Task to carry out:
Reproduce the records without their pictures, keeping every word as it is.

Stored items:
────────────────
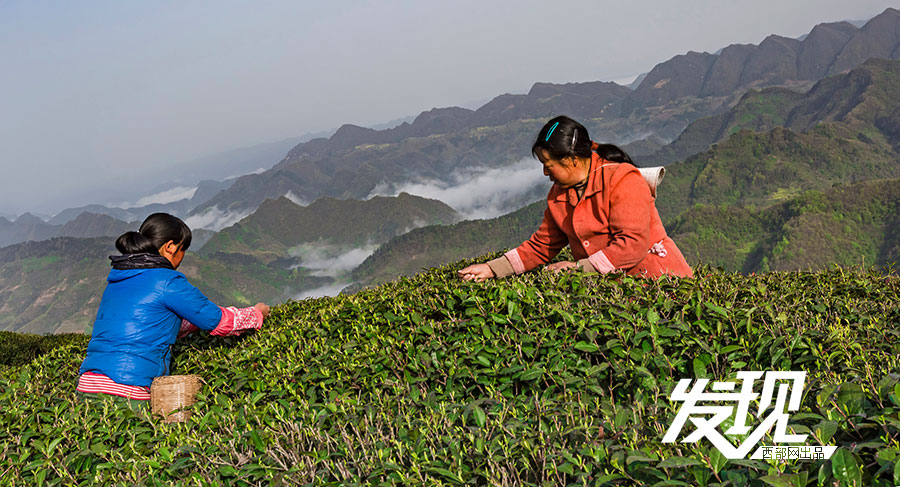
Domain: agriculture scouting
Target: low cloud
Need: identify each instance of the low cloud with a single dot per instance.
(481, 192)
(216, 219)
(330, 260)
(163, 197)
────────────────
Task output:
Domain: agriculture scouting
Target: low cloud
Need: identify each instance of the low cloud with a single dot per instance.
(481, 192)
(216, 219)
(330, 260)
(163, 197)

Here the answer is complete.